*** SOURCE RECORDS ***

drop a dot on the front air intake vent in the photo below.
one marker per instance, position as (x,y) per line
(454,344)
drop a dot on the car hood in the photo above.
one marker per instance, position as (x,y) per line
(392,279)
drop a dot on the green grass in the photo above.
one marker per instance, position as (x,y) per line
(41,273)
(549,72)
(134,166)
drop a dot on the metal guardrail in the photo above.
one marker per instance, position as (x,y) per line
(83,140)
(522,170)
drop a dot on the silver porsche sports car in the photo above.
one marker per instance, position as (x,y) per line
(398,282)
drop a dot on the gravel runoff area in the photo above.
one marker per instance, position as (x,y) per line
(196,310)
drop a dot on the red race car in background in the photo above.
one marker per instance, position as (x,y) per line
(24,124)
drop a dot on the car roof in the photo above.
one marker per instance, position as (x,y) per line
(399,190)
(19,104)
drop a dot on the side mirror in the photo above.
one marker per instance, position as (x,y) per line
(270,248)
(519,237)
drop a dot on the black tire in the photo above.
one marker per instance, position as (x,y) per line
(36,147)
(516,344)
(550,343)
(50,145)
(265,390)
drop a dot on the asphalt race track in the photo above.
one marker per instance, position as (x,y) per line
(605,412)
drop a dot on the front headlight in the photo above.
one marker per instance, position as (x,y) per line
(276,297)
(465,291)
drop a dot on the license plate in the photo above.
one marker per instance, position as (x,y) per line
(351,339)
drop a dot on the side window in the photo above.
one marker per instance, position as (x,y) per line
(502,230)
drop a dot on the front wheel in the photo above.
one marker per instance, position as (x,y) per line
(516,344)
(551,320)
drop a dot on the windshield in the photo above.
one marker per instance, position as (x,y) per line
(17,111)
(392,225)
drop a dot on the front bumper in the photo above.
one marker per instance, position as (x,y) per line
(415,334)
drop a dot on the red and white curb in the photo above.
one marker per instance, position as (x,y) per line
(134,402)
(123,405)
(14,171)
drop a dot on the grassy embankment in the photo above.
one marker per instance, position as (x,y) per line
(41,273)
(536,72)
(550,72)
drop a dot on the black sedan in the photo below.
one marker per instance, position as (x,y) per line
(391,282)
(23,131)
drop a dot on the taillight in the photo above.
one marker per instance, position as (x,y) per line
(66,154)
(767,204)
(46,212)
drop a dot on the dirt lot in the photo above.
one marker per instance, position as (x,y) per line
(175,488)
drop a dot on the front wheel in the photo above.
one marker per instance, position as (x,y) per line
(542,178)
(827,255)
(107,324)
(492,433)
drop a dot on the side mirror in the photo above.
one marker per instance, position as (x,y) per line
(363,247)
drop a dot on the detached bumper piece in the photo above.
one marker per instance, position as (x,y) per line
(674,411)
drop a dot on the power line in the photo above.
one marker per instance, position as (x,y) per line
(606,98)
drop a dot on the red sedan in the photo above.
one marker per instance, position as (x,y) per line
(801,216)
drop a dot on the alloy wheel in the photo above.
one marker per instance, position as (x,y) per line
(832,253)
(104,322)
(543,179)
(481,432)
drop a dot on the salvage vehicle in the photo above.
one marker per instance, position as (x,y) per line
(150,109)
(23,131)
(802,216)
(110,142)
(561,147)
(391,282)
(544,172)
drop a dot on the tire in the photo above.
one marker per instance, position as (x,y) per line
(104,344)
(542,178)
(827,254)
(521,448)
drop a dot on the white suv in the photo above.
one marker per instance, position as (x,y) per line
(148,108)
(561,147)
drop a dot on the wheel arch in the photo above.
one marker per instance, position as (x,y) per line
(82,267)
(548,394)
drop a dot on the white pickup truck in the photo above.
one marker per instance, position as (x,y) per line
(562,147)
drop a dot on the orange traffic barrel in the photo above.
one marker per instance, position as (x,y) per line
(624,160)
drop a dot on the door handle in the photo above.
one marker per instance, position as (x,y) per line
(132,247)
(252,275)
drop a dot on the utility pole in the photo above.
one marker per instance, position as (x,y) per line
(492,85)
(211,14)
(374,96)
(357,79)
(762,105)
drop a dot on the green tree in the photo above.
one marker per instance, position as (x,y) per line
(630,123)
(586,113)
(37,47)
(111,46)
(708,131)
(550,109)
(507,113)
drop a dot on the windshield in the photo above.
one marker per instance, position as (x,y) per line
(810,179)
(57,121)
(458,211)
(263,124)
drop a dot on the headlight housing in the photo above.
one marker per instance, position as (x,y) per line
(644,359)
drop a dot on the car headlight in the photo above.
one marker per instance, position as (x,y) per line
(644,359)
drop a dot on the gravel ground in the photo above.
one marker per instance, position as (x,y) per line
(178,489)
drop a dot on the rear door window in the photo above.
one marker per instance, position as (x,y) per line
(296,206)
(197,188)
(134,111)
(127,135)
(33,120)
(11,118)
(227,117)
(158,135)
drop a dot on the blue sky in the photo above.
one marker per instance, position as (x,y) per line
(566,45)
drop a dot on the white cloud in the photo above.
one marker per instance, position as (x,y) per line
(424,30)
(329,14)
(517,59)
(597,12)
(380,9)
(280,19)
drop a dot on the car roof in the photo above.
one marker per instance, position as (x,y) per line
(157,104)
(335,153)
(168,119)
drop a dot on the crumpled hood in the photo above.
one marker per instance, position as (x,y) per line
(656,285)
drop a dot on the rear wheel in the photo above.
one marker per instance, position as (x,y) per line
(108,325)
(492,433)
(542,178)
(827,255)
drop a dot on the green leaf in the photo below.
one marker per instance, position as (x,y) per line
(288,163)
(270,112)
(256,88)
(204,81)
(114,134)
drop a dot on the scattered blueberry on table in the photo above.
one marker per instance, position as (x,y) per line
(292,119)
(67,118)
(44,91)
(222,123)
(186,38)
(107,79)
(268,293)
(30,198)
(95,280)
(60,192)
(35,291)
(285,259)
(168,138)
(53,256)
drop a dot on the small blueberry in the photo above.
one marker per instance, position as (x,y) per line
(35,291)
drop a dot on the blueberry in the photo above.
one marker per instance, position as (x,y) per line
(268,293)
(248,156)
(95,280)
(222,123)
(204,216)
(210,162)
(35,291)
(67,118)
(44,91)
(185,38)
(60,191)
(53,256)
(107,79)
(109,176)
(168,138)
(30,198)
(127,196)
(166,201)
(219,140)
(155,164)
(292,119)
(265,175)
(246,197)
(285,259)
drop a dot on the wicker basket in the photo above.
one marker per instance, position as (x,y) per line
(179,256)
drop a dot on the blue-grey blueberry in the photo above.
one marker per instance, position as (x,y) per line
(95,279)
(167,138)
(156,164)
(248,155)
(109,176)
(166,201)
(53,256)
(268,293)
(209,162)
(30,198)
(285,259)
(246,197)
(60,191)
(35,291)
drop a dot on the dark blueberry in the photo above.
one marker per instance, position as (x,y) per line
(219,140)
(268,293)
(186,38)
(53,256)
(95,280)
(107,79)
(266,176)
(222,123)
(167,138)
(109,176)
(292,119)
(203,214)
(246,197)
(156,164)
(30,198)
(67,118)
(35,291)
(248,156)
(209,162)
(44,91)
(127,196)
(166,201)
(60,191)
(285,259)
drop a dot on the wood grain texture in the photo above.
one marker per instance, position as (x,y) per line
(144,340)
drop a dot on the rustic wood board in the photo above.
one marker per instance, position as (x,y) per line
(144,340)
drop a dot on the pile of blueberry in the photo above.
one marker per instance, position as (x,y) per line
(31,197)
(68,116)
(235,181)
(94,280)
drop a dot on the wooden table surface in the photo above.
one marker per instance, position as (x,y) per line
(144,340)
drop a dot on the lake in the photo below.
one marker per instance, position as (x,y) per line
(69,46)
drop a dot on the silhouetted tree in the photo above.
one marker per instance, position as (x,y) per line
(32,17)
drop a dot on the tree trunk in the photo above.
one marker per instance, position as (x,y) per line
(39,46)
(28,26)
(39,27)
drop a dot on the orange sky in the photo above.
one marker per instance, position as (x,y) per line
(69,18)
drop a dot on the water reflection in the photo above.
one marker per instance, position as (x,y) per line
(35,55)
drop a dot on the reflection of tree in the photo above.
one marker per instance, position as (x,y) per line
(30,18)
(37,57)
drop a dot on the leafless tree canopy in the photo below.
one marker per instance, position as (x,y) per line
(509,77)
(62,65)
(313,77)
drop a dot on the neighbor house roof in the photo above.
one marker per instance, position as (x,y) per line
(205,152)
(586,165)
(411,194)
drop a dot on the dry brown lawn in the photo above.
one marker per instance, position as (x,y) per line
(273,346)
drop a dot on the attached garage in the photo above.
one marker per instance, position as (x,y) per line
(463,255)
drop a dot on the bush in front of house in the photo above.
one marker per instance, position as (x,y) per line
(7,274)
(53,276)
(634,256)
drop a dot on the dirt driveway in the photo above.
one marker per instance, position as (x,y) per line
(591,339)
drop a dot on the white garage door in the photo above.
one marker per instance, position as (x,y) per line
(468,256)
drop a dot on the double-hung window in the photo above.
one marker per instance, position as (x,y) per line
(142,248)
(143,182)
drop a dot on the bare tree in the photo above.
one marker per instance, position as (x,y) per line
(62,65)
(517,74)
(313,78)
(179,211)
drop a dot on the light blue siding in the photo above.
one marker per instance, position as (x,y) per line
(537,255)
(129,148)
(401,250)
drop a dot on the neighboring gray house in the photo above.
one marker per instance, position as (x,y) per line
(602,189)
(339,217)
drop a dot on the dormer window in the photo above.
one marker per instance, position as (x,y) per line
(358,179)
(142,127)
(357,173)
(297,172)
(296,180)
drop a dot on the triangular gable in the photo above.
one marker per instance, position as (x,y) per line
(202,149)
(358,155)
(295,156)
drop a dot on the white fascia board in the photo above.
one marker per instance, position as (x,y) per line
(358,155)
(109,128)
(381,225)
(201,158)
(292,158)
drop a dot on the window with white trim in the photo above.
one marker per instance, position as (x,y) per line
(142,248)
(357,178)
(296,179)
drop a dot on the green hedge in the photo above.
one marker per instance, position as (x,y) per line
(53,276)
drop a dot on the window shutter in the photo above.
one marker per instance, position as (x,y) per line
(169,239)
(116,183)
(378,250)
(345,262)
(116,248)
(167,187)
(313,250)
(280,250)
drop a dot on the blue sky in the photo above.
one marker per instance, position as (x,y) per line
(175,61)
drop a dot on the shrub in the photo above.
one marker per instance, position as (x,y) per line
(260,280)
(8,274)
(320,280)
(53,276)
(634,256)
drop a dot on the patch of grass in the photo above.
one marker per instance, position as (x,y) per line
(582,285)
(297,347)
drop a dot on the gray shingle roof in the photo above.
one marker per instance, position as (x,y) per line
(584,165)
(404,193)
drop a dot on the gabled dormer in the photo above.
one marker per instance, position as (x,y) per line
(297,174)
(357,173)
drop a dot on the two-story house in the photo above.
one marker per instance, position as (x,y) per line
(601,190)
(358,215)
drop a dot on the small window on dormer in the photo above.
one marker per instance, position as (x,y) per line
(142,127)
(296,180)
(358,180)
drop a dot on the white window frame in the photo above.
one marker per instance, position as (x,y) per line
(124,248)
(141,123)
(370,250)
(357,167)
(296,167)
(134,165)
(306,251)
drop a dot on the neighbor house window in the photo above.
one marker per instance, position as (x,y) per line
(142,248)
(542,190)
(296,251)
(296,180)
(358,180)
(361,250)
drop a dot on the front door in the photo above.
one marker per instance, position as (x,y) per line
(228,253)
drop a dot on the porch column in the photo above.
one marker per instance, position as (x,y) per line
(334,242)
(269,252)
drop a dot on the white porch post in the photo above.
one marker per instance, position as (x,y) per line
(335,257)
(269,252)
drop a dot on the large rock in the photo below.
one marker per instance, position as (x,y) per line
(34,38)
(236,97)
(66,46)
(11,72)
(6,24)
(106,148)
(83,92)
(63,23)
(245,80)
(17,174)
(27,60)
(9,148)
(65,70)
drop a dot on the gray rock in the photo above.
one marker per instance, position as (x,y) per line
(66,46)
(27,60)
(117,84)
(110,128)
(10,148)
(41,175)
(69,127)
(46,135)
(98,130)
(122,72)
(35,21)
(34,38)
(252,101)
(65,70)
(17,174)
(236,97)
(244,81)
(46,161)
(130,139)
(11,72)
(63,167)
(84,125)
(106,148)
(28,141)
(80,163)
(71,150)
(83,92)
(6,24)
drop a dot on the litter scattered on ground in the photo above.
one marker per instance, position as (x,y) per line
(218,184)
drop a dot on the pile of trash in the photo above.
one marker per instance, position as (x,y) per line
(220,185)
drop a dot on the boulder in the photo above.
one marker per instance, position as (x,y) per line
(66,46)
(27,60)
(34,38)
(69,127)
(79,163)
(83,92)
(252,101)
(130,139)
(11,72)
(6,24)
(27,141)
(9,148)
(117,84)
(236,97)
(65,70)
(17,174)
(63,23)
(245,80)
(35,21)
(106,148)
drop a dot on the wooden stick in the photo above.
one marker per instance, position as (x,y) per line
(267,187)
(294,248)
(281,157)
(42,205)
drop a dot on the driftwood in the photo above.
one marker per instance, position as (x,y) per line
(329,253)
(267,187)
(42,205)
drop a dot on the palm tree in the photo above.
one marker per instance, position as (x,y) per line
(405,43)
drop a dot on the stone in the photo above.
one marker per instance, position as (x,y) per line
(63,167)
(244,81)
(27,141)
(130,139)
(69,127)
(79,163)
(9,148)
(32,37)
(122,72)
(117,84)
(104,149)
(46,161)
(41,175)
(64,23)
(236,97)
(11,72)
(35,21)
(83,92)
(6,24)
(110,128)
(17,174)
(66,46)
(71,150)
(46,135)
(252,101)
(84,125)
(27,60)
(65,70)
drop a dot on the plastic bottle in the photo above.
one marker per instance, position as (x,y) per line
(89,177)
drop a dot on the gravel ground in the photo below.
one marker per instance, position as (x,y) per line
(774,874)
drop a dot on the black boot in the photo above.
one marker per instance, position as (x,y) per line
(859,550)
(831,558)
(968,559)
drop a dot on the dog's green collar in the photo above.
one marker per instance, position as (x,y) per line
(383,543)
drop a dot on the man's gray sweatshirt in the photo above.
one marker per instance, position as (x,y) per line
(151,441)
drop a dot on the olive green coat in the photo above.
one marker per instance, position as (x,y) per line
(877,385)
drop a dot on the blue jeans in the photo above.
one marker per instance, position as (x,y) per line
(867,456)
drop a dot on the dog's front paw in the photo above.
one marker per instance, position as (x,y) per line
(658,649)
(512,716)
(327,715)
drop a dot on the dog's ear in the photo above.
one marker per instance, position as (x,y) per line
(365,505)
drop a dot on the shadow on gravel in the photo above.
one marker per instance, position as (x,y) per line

***

- _GOAL_: Emit verbatim the lines running from the one with "drop a dot on the dog's green" through the last line of the data, both endpoints inclusive.

- _SOLUTION_:
drop a dot on the dog's green collar in the photo above.
one marker per instance, position as (x,y) per line
(383,543)
drop a dot on the man's gray sweatshirt in the photo above.
one marker per instance, position as (x,y) per line
(151,441)
drop a dot on the olive green coat in the photo above.
one marker per instance, position as (x,y) per line
(877,385)
drop a dot on the blue jeans in the photo above.
one marker per instance, position as (x,y) per line
(867,456)
drop a dot on the dog's front paw in the photo above.
one marker per instance, position as (x,y) per line
(658,649)
(512,716)
(327,715)
drop a dot on the dog's ear in the photo above.
one marker per instance, position as (x,y) per line
(365,505)
drop a dot on the shadow on gravel in the photo above.
one marker per instance, position as (x,y) per line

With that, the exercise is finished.